#### [PROBLEMS TO WORK ON]
1. In the passage about life at White Sands La Jolla, during what hours is the dining room open for breakfast?
2. Decide whether each statement agrees with the passage about life at White Sands La Jolla. Answer yes or no, and quote the words of the passage that settle it.
(a) The pool water is kept at 86 degrees.
(b) A doctor can be found there seven days a week.
(c) Residents pay a fare to ride the limousine.
3. Carry on the passage about life at White Sands La Jolla, picking up right after its last sentence.

#### [EXCERPTED PASSAGE]

"It is windy today!"
"No it's not Wednesday today; it's Thursday!"
If you live in a retirement community, you may have heard a similar conversation followed by peals of laughter. I live in one. Actually it's not just a retirement community--it's White Sands La Jolla, which is really a stationary cruise ship docked in the port of San Diego. Lean over my balcony and the ocean is lapping at the beach below. I have a key to an outside gate that leads me right to the sand. If I don't want to go to the beach, I can walk down the hall, pass by the clinic with its 24/7 nurses, bump into a doctor five days a week, and exit to Prospect Street and be within walking distance to the drugstore (CVS), Von's supermarket, and a multitude of shops and restaurants or take a ride in our free limousine that does rounds of La Jolla every half hour.
This, of course, is after I've had my breakfast with friends in our dining room, open from 6:45 to 9 a.m., or at our soon-to-be-ready bistro, which will be open all day. There is a different entrée every morning--waffles or French toast or pancakes--as well as a different egg dish. My favorite is Eggs Benedict.
After breakfast and throughout the day, we have a choice of twenty exercise classes starting with acquasize in our 86-degree pool. Do I want Tai-Chi with a Chinese master or pilates? Yoga or dance aerobics? There is also Jazzercise; a stretch class; and balance, posture and fall prevention. I may decide to play ping pong, go to our weekly meditation session, or go to our art studio where I can learn to make mobiles or work with clay. We have an instructor to lead us in a current-events class and another for our music-appreciation class each week. We also have monthly political discussions starting with a video from a national "Great Discussions" group. Those of us with dogs have a weekly puppy playtime--after all, why should people have all the fun?

#### [DATASET EXCERPT]
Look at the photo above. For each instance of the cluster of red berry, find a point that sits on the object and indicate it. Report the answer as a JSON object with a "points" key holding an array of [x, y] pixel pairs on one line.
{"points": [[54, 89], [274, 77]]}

#### [ANSWERS TO THE EXERCISES]
1. From 6:45 to 9 a.m.

2.
(a) Yes: "acquasize in our 86-degree pool"
(b) No: "bump into a doctor five days a week"
(c) No: "our free limousine that does rounds of La Jolla every half hour"

3.
We offer day trips to San Diego and Los Angeles museums, the flower fields in Carlsbad, hikes, shopping malls, restaurants, and many local events. After dinner, our White Sands bus takes us to the opera, the symphony, chamber music, the La Jolla Playhouse, the Old Globe, Lamb's Players Theatre, and most of the other regional theaters. Our activities director gets us group discount tickets. We are not culturally deprived. On our own premises, we also have a monthly artist series with the likes of Gustavo Romero, who has played for us since he was eleven years old.
The residents have a large impact with over forty committees. Here is a partial list: library, travel, religious studies, bridge, flowers, new resident hospitality, movie, theater, singers, décor, food, and landscape. Our voices are heard by the administration and our suggestions and requests are addressed.
However, the best part of living here is the family atmosphere. We care for each other, and we have fun together. I often would like to linger in bed, but get up at 6 a.m. so as to not miss my breakfast group. We have been meeting together on a regular basis and know each other well enough to share our life issues: aches and pains and suggestions of tried remedies as well as the latest amazing grandchildren's doings are all part of the seniors' repertoire. I have recently become a great-grandmother and everyone was privy to the photos of those absolutely adorable twin boys.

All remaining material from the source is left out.